EXERCISE DIRECTIONS: Pull every line from the data below and reproduce each one word for word, in order.

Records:
== == ==

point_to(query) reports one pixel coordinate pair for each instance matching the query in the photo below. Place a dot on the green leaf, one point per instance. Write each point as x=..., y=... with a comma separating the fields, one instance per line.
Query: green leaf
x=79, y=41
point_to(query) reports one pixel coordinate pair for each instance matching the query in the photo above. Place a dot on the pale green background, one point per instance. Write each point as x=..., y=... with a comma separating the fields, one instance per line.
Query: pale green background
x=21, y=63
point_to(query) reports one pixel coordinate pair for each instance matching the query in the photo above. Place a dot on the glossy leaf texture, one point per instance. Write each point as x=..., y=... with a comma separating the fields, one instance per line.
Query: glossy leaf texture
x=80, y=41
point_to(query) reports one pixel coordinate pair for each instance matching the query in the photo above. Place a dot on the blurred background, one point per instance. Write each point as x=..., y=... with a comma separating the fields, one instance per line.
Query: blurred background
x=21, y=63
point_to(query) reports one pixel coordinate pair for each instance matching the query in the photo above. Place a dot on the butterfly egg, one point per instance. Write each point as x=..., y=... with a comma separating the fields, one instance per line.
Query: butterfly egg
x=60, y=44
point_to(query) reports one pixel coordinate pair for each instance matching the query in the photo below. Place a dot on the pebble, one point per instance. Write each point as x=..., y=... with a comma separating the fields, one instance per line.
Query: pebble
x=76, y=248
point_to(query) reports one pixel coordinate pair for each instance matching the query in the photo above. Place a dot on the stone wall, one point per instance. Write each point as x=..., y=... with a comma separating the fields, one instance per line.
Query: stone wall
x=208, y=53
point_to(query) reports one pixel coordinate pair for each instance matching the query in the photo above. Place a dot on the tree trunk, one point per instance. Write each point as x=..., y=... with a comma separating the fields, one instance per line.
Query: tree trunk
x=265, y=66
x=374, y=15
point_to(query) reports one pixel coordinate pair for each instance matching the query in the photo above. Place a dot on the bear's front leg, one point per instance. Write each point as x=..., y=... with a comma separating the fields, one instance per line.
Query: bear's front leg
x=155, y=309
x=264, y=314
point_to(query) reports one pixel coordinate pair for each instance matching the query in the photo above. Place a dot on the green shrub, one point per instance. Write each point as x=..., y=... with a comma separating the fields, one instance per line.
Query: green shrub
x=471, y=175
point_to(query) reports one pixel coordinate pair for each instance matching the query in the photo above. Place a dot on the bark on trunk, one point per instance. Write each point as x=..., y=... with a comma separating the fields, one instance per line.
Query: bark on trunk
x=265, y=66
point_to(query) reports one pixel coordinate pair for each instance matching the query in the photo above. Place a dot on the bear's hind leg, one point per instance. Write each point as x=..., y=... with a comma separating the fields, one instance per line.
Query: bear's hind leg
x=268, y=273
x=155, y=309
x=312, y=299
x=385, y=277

== == ==

REPLY TO THE TASK:
point_to(query) reports one pixel coordinate pair for each instance matching the query in the photo below. Place a dot on the green leaf, one point per instance. Write each point as x=..., y=... with a comma separating the fields, one instance per line.
Query: green leaf
x=79, y=41
point_to(query) reports one pixel coordinate pair for each instance matching the query in the photo above. Place a dot on the pale green background, one point per instance. Write each point as x=..., y=... with a comma separating the fields, one instance per line.
Query: pale green background
x=21, y=63
point_to(query) reports one pixel coordinate pair for each instance matching the query in the photo above. Place a dot on the glossy leaf texture, one point per instance. Write each point as x=..., y=... with a comma separating the fields, one instance per line.
Query: glossy leaf texture
x=80, y=41
point_to(query) reports one pixel coordinate pair for each instance matching the query in the photo above. Place a dot on the blurred background, one point per instance. Write each point as x=..., y=... with a comma separating the fields, one instance per line.
Query: blurred background
x=21, y=63
point_to(query) reports one pixel coordinate pair for each instance matching the query in the photo above. Place a dot on the butterfly egg, one point per instance. Write each point as x=..., y=... with a comma separating the fields, one instance per line.
Query: butterfly egg
x=60, y=44
point_to(query) reports one pixel coordinate pair for each instance matching the query in the photo below. Place a dot on the pebble, one point per instance. Write each point as x=..., y=... with a comma separating the fields, one instance per line.
Query: pebble
x=76, y=248
point_to(query) reports one pixel coordinate pair for each instance matching the query in the photo above. Place a dot on the stone wall, one point per instance. Write each point as x=..., y=... with a comma separating the fields, one instance per line.
Query: stone wall
x=208, y=53
point_to(query) reports one pixel coordinate pair for each instance matching the query in the photo above. Place a dot on the tree trunk, one point per instance. Write each point as x=..., y=... with a comma separating the fields, one instance per line.
Query: tree trunk
x=265, y=66
x=374, y=15
point_to(query) reports one pixel coordinate pair for each instance matching the query in the photo above. Place a dot on the bear's front leg, one point per instance. Write each point as x=..., y=... with a comma separating the fields, one instance per line.
Query: bear's front leg
x=155, y=309
x=264, y=314
point_to(query) reports one pixel coordinate pair for each instance matching the query in the photo above. Place a dot on the green shrub, one point per instance. Write each point as x=..., y=... with a comma separating the fields, one instance per line.
Query: green shrub
x=471, y=175
point_to(query) reports one pixel coordinate pair for each instance matching the query in the photo above. Place a dot on the bark on trunk, one point per instance. Write each point as x=..., y=... with a comma separating the fields, one instance per line.
Query: bark on trunk
x=265, y=66
point_to(query) reports one pixel coordinate pair for each instance matching the query in the photo above. Place a dot on the bear's hind leg, one point per instance. Write each point as x=..., y=... with a comma separating the fields, one instance per line.
Query: bear's hind leg
x=268, y=273
x=155, y=309
x=312, y=299
x=385, y=277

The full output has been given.